◆ **WRITTEN REQUEST A**
Answer these from the piece on central banks and credit:
(i) What does the writer eat at breakfast?
(ii) What short name is given to the imagined bank?
(iii) If house prices rose 5 per cent a year for five years, what share of the house's value would the loan be?

◆ **SOURCE EXCERPT**
Central banks colluded in an endless cycle of credit expansion

It is time they set a lead.

By Stewart Cowley

My daughter, who knows a thing or two about the human body, keeps on telling me “Breakfast doesn’t count”, as we sit opposite each other of a morning eating our opposing meals – macerated fruit (me) versus two chocolate croissants (her). The point – her point – is that early on in the day you could chug down a cup of duck fat without consequence because you are going to burn it off anyway as you go about your day. It’s what you eat the rest of the time that makes the difference.

If you were setting up a bank from scratch today (for convenience let’s call it Stewart Cowley Unlimited Mortgage Bank – SCUM Bank for short) you would think pretty much the same way – you could eat as much risk as you wanted at the beginning because within not very long you would burn it off – all you need is rising property values as you go about your day. For instance, if house prices were going up at 5 per cent a year for five years then the loan you made would be only 78 per cent of the value of the house. As a banker your only thought would be – “If the borrower stops paying I could sell the house and get my money back even after all the other fees – happy days. Is that a bonus I see before me?”

◆ **WRITTEN REQUEST B**
From the listing, pull out every line from the one containing "Where can the gray" down to the end of the listing, both ends included, and reproduce each line without change.

[Rows from a pointing dataset]
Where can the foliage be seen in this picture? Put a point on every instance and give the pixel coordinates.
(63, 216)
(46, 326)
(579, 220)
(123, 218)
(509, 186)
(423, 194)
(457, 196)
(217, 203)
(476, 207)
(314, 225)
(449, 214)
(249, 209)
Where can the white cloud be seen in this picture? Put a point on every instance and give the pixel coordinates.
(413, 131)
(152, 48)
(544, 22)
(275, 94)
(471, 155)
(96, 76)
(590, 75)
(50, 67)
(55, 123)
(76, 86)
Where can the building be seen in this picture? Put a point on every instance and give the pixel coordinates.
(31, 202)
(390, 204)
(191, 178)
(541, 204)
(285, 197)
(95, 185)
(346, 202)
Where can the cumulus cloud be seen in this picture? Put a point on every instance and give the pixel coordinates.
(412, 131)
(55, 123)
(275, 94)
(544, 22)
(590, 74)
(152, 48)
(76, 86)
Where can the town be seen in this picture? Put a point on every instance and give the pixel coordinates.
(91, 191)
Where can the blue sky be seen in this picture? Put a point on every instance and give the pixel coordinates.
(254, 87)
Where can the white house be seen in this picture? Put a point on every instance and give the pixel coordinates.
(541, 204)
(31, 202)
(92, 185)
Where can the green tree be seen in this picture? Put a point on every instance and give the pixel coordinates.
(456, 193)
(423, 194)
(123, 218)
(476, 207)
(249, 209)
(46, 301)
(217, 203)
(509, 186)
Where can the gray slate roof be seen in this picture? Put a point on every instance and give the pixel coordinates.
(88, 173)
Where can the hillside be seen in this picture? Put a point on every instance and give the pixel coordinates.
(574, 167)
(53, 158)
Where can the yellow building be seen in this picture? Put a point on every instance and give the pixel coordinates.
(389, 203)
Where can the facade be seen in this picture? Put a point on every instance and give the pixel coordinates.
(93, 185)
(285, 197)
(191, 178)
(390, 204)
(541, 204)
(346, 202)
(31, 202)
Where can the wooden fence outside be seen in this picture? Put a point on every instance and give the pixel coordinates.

◆ **EXERCISE ANSWER A**
(i) Macerated fruit
(ii) SCUM Bank
(iii) 78 per cent

◆ **EXERCISE ANSWER B**
Where can the gray slate roof be seen in this picture? Put a point on every instance and give the pixel coordinates.
(88, 173)
Where can the hillside be seen in this picture? Put a point on every instance and give the pixel coordinates.
(574, 167)
(53, 158)
Where can the yellow building be seen in this picture? Put a point on every instance and give the pixel coordinates.
(389, 203)
Where can the facade be seen in this picture? Put a point on every instance and give the pixel coordinates.
(93, 185)
(285, 197)
(191, 178)
(390, 204)
(541, 204)
(346, 202)
(31, 202)
Where can the wooden fence outside be seen in this picture? Put a point on every instance and give the pixel coordinates.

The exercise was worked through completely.